- REQUIRED ACTION -
Every line below that contains the word "teal" must be copied.

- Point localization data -
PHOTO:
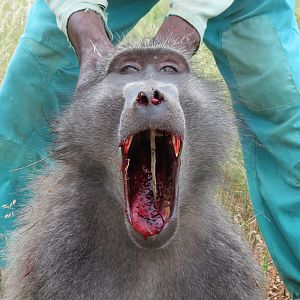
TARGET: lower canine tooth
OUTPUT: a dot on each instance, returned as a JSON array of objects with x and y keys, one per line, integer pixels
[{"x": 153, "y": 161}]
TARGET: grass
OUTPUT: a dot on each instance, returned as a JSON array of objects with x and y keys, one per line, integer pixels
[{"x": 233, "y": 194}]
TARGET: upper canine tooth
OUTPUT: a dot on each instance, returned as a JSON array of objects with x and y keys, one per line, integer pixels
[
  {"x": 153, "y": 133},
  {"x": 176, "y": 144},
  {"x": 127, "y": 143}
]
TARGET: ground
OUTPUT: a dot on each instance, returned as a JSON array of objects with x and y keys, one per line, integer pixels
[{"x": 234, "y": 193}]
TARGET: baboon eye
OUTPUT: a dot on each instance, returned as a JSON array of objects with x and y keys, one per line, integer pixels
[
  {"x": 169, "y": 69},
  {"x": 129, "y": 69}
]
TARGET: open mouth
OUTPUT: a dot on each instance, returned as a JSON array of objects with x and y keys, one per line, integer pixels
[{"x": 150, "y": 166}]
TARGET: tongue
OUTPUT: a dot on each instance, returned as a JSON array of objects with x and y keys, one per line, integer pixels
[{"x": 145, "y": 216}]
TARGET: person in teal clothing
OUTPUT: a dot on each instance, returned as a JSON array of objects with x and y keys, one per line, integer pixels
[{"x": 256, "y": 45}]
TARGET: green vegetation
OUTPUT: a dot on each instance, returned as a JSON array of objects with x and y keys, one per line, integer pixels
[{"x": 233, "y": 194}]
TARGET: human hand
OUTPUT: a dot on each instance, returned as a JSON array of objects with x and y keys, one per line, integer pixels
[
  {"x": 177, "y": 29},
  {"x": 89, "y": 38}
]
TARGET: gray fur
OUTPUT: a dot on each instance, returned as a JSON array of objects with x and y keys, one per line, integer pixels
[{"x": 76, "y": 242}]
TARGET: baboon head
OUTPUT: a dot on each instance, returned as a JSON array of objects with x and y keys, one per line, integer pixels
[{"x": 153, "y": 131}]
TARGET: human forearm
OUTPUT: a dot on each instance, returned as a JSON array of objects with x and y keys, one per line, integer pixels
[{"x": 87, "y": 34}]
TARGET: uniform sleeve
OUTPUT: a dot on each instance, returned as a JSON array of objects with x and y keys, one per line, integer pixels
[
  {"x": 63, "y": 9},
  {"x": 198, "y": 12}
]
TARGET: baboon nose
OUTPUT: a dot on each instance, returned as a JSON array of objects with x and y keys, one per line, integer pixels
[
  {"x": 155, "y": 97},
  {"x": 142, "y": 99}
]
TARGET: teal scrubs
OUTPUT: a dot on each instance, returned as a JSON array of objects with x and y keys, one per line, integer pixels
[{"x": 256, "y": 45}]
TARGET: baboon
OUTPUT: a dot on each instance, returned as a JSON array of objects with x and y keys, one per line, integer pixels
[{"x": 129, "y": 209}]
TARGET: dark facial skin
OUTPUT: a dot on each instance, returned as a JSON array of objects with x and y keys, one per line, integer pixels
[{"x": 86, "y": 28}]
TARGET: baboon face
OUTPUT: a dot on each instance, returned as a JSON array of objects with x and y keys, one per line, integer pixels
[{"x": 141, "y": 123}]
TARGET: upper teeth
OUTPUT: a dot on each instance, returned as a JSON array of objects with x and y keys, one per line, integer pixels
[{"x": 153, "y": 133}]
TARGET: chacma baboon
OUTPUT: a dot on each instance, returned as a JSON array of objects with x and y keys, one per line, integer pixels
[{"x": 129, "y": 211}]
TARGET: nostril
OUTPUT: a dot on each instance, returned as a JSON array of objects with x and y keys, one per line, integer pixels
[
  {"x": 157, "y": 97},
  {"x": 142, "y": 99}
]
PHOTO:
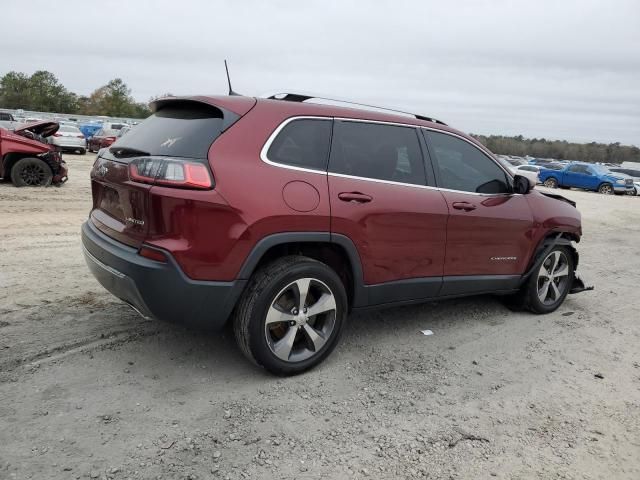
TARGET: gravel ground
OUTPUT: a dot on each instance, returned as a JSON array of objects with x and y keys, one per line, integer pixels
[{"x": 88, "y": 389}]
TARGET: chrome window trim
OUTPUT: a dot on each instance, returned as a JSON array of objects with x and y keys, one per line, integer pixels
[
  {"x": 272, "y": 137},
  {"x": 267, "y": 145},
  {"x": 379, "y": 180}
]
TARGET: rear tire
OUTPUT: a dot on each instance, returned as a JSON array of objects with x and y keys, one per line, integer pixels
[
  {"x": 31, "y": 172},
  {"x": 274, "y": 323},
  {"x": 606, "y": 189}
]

- ANSWER -
TARGET: person in teal clothing
TARGET: teal scrubs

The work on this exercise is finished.